Pull every line with "shoreline" from the material.

*** RECORDS FOR THIS EXERCISE ***

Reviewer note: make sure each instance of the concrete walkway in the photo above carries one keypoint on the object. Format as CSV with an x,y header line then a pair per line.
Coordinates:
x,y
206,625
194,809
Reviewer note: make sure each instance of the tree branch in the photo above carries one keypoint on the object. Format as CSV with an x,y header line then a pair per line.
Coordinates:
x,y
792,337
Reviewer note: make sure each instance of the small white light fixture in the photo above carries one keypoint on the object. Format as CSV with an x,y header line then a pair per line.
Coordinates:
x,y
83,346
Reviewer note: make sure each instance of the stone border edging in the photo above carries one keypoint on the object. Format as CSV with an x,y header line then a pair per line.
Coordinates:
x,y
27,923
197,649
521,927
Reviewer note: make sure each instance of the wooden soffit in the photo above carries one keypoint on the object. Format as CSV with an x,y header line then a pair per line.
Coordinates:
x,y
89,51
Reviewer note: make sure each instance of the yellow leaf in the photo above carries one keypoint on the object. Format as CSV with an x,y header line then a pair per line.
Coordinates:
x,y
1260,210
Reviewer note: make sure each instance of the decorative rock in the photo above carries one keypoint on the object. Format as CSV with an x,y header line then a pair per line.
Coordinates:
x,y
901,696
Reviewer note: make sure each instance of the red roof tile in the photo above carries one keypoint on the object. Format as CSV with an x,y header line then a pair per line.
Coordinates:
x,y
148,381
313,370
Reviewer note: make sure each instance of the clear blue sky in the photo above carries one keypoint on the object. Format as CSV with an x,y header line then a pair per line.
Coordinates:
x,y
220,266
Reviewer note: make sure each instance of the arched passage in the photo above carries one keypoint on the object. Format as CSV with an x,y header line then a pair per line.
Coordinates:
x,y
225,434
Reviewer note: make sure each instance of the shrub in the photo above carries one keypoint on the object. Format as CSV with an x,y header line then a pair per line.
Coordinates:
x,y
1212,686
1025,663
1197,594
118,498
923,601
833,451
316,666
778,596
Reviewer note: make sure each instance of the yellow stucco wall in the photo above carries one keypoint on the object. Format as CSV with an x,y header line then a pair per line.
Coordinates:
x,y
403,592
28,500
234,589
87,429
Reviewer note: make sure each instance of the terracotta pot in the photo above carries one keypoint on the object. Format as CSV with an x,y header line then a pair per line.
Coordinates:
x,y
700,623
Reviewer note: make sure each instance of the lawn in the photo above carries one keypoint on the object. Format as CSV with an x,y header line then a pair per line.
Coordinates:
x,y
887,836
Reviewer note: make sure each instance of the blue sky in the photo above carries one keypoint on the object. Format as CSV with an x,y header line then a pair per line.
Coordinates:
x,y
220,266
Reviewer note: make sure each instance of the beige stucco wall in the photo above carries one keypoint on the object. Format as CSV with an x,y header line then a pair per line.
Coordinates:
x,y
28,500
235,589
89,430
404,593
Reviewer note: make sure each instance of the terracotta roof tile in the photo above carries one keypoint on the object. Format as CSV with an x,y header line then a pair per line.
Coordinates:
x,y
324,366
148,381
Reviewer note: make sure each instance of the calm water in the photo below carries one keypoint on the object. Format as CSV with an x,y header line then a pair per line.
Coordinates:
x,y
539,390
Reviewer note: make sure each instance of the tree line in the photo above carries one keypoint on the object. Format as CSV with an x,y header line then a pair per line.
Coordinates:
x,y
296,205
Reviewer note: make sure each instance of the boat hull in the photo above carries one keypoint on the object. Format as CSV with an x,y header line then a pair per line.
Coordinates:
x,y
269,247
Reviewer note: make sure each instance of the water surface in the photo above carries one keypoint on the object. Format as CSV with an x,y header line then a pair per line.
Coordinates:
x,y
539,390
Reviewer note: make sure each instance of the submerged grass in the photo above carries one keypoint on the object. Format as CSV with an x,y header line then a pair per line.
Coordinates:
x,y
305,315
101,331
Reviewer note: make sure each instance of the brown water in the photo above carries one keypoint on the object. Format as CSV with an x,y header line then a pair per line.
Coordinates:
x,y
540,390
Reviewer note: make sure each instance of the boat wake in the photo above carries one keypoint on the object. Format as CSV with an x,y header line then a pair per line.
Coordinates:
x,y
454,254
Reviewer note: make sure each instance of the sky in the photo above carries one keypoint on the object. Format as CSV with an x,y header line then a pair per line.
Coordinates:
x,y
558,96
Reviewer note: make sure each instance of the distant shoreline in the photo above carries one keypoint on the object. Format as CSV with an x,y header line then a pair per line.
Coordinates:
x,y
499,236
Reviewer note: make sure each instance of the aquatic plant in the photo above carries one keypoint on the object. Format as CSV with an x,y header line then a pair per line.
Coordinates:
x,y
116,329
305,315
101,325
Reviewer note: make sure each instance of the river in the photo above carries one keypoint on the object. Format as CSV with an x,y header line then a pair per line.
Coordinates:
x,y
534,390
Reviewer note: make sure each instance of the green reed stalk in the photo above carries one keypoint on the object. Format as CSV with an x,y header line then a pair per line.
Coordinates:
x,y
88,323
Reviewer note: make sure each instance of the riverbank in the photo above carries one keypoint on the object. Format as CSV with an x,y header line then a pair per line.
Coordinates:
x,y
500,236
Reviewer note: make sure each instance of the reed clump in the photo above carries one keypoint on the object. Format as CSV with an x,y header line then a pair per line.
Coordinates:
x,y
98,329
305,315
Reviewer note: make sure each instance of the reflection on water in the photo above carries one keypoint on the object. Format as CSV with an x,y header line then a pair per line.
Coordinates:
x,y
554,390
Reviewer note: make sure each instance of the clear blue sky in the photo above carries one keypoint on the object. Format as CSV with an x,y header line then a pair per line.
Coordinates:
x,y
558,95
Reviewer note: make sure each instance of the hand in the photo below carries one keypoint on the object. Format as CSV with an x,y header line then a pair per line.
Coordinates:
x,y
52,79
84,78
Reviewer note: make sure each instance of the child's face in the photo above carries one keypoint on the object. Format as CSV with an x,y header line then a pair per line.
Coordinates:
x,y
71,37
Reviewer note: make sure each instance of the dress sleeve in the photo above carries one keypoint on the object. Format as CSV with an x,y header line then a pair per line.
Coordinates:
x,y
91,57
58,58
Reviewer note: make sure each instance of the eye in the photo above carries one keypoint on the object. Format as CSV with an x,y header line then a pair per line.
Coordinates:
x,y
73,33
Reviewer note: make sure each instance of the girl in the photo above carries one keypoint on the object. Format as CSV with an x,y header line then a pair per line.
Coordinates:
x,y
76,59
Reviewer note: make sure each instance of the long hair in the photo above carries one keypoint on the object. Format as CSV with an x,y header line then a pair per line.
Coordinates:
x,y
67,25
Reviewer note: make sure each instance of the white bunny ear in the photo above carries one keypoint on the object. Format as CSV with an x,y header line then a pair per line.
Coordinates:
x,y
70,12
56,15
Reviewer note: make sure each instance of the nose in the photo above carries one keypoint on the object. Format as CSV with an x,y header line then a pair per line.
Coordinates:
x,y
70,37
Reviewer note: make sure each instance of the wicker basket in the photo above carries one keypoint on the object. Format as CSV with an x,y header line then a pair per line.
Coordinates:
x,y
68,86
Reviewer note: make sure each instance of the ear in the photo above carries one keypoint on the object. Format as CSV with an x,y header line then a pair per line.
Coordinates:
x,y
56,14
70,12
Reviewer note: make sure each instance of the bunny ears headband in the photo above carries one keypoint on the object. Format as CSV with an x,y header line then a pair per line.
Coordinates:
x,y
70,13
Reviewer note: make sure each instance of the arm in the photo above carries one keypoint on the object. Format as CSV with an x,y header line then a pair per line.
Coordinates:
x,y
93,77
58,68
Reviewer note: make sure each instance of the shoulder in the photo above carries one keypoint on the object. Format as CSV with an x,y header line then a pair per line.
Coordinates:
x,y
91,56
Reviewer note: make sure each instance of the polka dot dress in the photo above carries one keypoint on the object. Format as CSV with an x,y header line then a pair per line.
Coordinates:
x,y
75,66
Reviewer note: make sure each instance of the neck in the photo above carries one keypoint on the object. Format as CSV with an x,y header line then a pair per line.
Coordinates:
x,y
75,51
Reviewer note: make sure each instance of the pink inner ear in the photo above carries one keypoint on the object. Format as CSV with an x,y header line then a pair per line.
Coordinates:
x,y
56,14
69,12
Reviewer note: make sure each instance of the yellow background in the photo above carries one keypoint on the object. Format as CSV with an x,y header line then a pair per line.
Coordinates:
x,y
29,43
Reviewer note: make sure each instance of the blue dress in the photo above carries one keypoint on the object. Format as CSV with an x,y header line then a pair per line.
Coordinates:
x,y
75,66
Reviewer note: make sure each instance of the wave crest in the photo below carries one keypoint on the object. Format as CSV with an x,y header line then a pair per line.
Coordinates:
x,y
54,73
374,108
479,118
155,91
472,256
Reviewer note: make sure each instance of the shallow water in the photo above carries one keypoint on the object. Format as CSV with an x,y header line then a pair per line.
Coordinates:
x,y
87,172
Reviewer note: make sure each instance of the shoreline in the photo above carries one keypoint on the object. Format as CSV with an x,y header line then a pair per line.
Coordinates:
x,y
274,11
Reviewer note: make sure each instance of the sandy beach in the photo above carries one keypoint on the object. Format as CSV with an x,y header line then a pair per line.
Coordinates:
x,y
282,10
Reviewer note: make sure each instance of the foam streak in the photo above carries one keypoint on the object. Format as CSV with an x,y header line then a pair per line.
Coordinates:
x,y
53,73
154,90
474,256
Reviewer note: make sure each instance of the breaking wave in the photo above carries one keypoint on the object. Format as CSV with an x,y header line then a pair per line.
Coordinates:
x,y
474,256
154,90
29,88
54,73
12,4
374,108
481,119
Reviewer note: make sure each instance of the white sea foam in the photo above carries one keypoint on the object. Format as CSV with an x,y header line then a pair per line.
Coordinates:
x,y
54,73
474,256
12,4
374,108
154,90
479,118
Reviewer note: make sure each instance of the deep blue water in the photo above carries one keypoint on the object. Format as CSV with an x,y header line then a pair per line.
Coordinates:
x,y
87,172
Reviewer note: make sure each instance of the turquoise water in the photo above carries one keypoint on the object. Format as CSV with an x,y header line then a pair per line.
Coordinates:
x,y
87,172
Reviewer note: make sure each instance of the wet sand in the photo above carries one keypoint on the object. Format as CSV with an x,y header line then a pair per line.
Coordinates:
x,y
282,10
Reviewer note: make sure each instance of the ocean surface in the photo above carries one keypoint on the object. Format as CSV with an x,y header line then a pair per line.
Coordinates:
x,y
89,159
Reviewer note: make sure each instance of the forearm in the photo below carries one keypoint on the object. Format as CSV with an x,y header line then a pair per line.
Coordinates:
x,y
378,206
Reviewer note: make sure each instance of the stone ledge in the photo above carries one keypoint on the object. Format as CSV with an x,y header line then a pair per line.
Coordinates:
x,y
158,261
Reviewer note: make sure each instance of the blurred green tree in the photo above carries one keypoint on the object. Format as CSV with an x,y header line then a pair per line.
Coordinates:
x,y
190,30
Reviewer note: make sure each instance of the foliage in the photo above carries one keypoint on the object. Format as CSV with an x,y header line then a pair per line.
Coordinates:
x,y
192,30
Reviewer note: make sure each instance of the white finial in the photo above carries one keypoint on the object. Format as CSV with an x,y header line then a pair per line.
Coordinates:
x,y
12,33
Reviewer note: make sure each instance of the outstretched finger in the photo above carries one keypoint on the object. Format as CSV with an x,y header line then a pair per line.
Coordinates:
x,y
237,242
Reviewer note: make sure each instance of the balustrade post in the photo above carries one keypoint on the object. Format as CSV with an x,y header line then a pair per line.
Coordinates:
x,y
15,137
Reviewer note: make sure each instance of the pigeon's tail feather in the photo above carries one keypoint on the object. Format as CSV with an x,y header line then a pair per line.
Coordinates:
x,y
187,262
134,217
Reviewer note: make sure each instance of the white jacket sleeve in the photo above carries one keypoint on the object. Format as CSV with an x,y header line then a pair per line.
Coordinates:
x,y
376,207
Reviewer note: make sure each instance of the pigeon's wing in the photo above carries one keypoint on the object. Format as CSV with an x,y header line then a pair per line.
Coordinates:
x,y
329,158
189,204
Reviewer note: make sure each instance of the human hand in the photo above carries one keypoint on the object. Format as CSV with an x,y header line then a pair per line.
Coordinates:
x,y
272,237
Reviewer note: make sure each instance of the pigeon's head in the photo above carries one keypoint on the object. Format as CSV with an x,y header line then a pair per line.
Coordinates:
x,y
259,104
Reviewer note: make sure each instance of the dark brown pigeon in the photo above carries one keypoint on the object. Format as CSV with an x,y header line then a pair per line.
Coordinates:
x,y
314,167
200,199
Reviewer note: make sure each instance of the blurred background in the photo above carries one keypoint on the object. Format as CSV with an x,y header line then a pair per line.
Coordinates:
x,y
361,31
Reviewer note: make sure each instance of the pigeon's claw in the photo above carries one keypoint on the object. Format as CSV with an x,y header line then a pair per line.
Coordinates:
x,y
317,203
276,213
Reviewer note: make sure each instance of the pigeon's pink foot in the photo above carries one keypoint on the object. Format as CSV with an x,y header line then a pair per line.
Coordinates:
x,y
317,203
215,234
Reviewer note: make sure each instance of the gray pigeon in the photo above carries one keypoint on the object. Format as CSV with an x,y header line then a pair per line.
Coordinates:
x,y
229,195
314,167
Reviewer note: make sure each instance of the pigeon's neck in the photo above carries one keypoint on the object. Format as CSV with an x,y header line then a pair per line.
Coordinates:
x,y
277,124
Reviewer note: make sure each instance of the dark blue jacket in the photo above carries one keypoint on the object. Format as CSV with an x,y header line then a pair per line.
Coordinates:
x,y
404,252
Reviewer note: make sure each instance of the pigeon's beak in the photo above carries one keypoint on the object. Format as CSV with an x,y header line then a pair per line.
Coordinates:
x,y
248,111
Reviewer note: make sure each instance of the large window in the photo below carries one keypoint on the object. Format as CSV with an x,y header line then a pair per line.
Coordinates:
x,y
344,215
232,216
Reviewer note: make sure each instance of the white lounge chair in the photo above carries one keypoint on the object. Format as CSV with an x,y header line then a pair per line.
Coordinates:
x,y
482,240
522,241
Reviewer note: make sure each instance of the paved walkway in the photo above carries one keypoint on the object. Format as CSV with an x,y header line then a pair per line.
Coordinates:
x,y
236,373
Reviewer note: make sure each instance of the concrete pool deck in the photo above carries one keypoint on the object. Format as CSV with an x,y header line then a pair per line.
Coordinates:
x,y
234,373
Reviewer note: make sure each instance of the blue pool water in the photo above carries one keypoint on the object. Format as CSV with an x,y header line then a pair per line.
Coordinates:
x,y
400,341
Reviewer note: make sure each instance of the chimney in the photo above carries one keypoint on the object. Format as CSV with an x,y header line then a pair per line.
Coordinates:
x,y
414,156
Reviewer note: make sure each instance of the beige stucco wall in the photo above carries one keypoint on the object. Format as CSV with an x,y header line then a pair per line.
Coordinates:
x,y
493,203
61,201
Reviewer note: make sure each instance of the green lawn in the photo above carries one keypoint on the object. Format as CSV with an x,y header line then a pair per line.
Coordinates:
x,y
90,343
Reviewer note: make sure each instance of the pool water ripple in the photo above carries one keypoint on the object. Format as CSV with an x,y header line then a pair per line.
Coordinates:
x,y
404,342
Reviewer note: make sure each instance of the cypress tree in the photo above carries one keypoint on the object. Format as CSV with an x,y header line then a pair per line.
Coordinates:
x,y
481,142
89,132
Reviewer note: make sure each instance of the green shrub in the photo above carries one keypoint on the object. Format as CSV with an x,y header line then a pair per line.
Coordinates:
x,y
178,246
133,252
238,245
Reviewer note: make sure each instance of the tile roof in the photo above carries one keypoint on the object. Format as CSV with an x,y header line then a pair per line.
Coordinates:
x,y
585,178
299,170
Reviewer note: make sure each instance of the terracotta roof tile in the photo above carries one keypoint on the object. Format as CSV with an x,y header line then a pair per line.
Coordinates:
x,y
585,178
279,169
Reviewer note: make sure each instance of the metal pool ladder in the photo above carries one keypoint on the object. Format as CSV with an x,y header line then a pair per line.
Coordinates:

***

## OUTPUT FOR THIS EXERCISE
Reviewer note: make sure each instance of the distant shoreline in the photo above carries one keypoint on the object. Format as CSV with an x,y header line then a pair per line.
Reviewer note: make sure each instance of the shoreline in the photo above carries one keypoint on the object. Format as CSV with an x,y header line then a pair per line.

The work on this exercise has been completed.